Source records start

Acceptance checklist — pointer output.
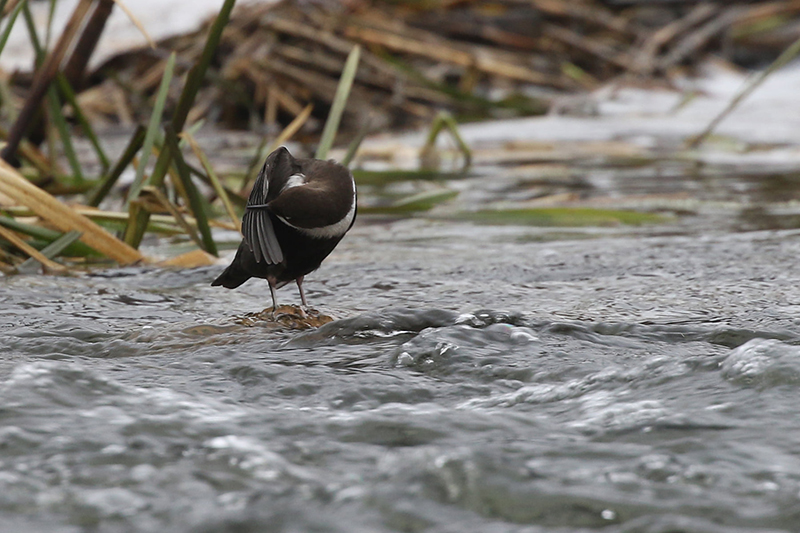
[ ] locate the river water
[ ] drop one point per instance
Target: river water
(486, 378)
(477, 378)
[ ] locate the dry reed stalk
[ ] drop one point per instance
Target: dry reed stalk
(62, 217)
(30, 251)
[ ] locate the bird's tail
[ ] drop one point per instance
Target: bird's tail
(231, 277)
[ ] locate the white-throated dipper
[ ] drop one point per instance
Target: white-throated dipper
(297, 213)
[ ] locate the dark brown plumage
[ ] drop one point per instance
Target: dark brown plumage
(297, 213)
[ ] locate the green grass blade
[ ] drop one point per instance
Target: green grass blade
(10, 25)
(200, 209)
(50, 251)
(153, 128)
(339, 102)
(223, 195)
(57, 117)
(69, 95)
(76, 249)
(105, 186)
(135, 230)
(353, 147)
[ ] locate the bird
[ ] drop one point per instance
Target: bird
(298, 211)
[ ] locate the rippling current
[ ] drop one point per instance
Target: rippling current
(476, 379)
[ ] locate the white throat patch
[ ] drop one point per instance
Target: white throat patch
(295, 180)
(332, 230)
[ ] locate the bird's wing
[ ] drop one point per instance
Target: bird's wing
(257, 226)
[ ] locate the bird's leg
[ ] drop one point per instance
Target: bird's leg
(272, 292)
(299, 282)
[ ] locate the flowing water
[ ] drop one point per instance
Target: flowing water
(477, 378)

Source records end
Source records start

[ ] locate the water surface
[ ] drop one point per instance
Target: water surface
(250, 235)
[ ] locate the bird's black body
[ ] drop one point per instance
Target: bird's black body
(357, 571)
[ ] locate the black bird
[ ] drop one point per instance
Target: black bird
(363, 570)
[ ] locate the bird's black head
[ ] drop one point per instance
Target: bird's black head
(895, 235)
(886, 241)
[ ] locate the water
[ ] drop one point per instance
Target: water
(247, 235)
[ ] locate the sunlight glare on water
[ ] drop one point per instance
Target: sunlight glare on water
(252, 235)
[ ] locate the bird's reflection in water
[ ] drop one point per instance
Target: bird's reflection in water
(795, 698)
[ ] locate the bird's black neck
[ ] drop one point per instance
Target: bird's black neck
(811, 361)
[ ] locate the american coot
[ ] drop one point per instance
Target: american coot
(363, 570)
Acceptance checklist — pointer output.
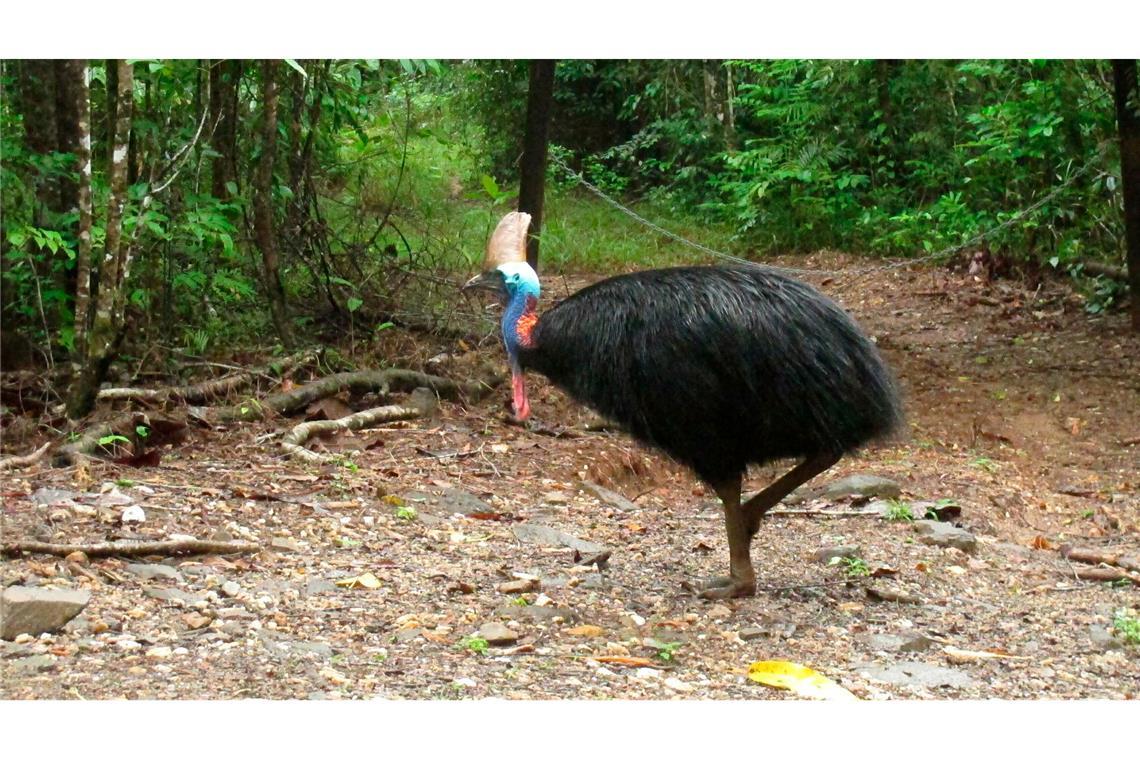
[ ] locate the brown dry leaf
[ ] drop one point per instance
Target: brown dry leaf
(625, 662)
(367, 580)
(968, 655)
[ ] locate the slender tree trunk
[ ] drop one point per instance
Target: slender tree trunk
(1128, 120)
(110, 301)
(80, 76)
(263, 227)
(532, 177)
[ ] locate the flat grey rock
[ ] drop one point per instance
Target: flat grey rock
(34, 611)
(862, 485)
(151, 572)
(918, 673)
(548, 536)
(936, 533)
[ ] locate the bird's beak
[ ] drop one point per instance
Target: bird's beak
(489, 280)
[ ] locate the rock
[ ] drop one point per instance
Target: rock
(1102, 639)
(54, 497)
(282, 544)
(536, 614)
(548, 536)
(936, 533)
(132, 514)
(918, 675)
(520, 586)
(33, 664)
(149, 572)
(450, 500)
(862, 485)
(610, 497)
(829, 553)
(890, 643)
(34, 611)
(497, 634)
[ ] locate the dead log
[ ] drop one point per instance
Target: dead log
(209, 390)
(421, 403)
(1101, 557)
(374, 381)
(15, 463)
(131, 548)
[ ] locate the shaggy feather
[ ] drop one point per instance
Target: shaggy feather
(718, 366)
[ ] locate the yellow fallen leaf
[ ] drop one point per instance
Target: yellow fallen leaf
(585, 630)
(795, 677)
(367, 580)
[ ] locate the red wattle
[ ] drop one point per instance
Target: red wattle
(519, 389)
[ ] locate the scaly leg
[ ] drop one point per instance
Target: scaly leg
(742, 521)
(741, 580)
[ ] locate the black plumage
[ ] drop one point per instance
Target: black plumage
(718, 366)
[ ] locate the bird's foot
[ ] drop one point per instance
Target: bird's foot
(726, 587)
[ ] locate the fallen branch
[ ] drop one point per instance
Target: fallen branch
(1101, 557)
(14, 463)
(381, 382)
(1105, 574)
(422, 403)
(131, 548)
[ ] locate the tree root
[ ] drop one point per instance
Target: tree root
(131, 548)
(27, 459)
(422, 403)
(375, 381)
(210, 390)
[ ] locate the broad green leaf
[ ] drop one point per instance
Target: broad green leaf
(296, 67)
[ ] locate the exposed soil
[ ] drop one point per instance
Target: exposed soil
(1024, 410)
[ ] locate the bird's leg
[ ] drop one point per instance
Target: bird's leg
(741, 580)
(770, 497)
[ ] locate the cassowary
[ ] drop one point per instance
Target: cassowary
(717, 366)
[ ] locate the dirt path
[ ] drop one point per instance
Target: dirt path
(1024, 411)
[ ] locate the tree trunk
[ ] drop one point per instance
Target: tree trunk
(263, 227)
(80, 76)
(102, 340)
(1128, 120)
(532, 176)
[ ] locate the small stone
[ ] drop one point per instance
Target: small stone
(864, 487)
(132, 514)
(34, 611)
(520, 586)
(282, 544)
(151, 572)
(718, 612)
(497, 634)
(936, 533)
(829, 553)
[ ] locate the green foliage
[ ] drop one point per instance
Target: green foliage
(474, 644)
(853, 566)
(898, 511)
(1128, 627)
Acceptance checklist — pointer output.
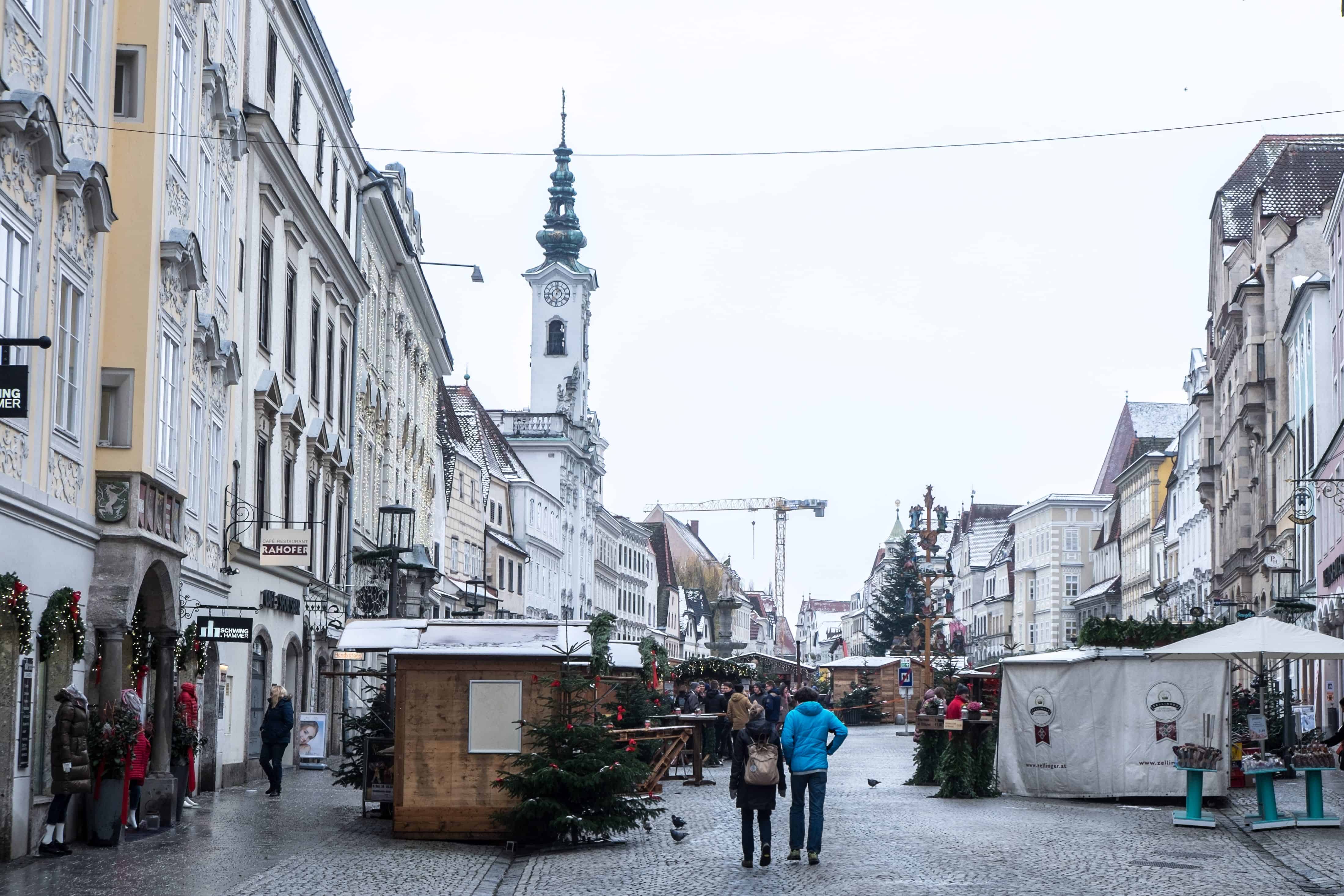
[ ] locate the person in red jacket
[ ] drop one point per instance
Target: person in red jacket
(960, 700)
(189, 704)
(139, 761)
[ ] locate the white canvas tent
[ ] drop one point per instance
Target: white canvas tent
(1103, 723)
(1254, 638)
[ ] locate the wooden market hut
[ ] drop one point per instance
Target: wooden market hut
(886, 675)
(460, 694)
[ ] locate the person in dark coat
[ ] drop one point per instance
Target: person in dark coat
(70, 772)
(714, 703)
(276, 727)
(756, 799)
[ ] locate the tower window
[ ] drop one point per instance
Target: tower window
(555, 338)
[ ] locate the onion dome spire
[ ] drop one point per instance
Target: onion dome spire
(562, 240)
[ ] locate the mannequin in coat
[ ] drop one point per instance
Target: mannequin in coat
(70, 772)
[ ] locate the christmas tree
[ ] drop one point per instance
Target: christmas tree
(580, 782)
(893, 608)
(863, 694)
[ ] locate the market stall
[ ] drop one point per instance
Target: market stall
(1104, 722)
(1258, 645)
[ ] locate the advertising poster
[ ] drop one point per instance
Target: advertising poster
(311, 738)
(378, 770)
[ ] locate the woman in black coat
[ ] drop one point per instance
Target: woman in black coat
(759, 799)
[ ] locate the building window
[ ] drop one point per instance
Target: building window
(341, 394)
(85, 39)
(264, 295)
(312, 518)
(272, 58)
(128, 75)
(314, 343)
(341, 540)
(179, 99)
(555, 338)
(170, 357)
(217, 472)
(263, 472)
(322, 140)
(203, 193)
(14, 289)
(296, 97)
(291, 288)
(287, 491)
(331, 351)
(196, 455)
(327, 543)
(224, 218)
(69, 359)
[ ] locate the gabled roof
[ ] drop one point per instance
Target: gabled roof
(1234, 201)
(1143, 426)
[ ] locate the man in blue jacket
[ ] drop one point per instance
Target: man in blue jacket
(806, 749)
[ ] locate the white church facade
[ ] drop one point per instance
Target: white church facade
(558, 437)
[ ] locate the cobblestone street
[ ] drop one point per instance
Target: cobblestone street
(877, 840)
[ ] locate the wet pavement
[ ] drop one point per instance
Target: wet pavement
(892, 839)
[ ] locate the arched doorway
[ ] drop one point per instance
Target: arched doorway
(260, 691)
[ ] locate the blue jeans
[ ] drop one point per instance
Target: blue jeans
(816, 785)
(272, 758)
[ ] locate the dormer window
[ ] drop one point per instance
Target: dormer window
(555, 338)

Source records end

# What is being asked
Can you reproduce, word for word, the lines of the records above from the one containing "[ ] locate the broad green leaf" through the one containing "(1024, 411)", both included, and nothing else?

# Response to the exercise
[ ] locate the broad green leaf
[ ] drop one point per instance
Target: broad green leaf
(296, 67)
[ ] locate the exposed soil
[ ] drop one point per instance
Target: exposed soil
(1024, 410)
[ ] locate the bird's leg
[ ] drop one point per instance
Target: bird's leg
(741, 580)
(770, 497)
[ ] locate the cassowary
[ ] drop one point per instance
Target: cassowary
(717, 366)
[ ] locate the dirt path
[ ] drop one point per instance
Target: dirt path
(1024, 411)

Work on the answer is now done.